- PASSAGE
↓↓↓

Jan Palach is a Czech biographical film directed by Robert Sedláček. The film follows Jan Palach during 1968 and 1969 and shows the final 6 months of his life. The film premiered at Uherské Hradiště Summer Film School.

Plot
The film chronicles the life of Jan Palach from childhood until his death in 1969.

The film starts during Palach's childhood. Palach gets lost in the woods and wanders in snow while his family tries to find him. The film then cuts to 1967 when Palach goes on a student work trip to Kazakhstan. He befriends a young Russian who gets in trouble, but Palach stands up for him against his superior. Palach then visits France along with his friends. He enjoys his time there until he finds out about the Warsaw Pact invasion of Czechoslovakia which shocks him. Palach decides to return to Czechoslovakia. He hears about the self-immolation of Ryszard Siwiec. Palach participates in a strike against invasion and tries to be active but is disappointed with the passiveness of society. He eventually decides to self-immolate himself against the invasion. The film ends with a shot of his burnt face.

↑↑↑

(Position identification records)
↓↓↓

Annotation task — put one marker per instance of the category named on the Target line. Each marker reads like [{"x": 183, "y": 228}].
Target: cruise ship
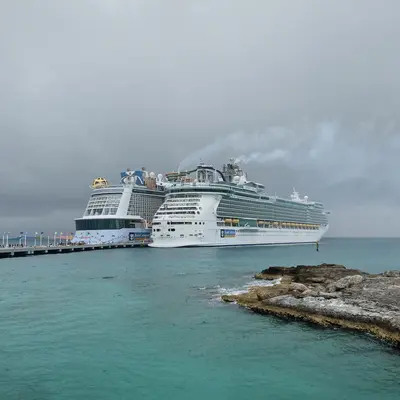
[
  {"x": 121, "y": 213},
  {"x": 209, "y": 207}
]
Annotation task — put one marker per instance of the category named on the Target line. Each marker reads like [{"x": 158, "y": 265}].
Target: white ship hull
[
  {"x": 112, "y": 236},
  {"x": 213, "y": 208},
  {"x": 256, "y": 237}
]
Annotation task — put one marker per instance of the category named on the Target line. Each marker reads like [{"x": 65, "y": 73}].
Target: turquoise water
[{"x": 155, "y": 328}]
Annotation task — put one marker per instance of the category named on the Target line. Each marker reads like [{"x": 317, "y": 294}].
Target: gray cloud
[{"x": 88, "y": 88}]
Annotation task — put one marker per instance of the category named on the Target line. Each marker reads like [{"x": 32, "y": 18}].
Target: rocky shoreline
[{"x": 329, "y": 295}]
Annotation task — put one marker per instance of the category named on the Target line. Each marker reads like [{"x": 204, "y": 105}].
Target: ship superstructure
[
  {"x": 121, "y": 213},
  {"x": 209, "y": 207}
]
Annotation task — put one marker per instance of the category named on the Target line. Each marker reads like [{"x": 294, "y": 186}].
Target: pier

↑↑↑

- GIVEN PROBLEM A
According to the film summary, where did the film premiere?
- GIVEN PROBLEM B
Print the entire position identification listing verbatim, omitting the picture.
The film summary and the listing come from unrelated sources.

- CORRECT ANSWER A
It premiered at Uherské Hradiště Summer Film School.

- CORRECT ANSWER B
Annotation task — put one marker per instance of the category named on the Target line. Each marker reads like [{"x": 183, "y": 228}].
Target: cruise ship
[
  {"x": 121, "y": 213},
  {"x": 209, "y": 207}
]
Annotation task — put one marker per instance of the category named on the Target line. Each marker reads like [{"x": 158, "y": 265}].
Target: white ship hull
[
  {"x": 112, "y": 236},
  {"x": 213, "y": 208},
  {"x": 256, "y": 237}
]
Annotation task — put one marker per instance of the category named on the Target line. Each marker reads like [{"x": 65, "y": 73}].
Target: turquoise water
[{"x": 155, "y": 328}]
Annotation task — put one marker per instance of the category named on the Target line. Each marker reads like [{"x": 317, "y": 294}].
Target: gray cloud
[{"x": 88, "y": 88}]
Annotation task — put one marker per instance of the category named on the Target line. Each marker reads like [{"x": 32, "y": 18}].
Target: rocky shoreline
[{"x": 329, "y": 295}]
Annotation task — put one marker per instance of the category named on the Target line. Each marker reads like [{"x": 204, "y": 105}].
Target: ship superstructure
[
  {"x": 121, "y": 213},
  {"x": 209, "y": 207}
]
Annotation task — put one marker per instance of the category named on the Target line. Each marker reads like [{"x": 294, "y": 186}].
Target: pier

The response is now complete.